**Data supplied:**
=-=-=

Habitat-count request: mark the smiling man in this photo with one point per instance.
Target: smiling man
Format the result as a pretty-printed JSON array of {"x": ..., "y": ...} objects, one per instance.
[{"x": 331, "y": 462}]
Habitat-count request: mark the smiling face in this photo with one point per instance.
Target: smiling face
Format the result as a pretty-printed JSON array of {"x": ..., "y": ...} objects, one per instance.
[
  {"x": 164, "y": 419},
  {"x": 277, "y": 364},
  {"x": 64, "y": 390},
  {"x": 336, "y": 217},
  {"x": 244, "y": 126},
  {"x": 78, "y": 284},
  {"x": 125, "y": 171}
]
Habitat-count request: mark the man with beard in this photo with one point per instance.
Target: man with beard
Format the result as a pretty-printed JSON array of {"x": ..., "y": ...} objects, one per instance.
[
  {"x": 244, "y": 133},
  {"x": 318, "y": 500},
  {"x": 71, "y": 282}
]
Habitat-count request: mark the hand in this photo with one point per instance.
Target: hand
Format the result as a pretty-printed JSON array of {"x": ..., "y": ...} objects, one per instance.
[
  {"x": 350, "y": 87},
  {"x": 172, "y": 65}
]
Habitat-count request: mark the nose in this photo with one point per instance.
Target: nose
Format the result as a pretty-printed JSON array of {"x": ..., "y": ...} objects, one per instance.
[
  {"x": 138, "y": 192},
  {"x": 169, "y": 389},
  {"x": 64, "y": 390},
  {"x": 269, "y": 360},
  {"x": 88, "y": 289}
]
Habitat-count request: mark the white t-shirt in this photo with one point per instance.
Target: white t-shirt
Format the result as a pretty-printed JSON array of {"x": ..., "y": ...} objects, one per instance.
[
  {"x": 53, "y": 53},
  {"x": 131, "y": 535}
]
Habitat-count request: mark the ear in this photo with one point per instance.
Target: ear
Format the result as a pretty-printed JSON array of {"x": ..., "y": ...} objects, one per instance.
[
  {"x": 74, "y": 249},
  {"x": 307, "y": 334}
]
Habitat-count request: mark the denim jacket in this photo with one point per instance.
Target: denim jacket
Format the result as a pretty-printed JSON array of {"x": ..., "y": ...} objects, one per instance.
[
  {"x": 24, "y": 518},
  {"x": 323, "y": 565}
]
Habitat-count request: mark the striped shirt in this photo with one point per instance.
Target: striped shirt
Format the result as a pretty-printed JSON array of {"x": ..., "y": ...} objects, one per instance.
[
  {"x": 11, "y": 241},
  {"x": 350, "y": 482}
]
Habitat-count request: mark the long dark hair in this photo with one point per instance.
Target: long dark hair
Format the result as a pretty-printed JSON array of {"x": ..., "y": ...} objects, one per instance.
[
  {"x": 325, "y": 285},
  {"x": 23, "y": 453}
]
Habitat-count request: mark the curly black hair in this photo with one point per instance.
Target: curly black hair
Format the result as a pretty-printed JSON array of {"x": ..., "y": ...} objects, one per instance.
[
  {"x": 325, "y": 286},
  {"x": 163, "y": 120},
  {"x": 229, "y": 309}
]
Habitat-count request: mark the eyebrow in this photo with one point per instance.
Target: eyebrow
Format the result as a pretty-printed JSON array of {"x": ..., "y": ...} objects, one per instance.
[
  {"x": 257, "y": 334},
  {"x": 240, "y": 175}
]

=-=-=

**Directions:** Give the lines from the one containing "Habitat-count request: mark the long" through the end of the entries again, exactly as written and with no other lines.

**Answer to this task:**
Habitat-count request: mark the long dark hair in this photo with one point per instance.
Target: long dark hair
Format the result as a pretty-printed JSON array of {"x": ..., "y": ...} objects, one per instance.
[
  {"x": 325, "y": 285},
  {"x": 23, "y": 453}
]
Habitat-count request: mark the curly black hair in this photo with one point per instance.
Target: curly black hair
Format the result as a pretty-printed JSON array of {"x": ..., "y": ...} objects, one per instance.
[
  {"x": 325, "y": 286},
  {"x": 163, "y": 120},
  {"x": 229, "y": 309}
]
Habitat-count request: mark the eyebrow in this photo with one point per instance.
Target: eyebrow
Format the result as a pretty-printed JSON array of {"x": ..., "y": ...} objects, one per instance.
[
  {"x": 257, "y": 334},
  {"x": 240, "y": 175}
]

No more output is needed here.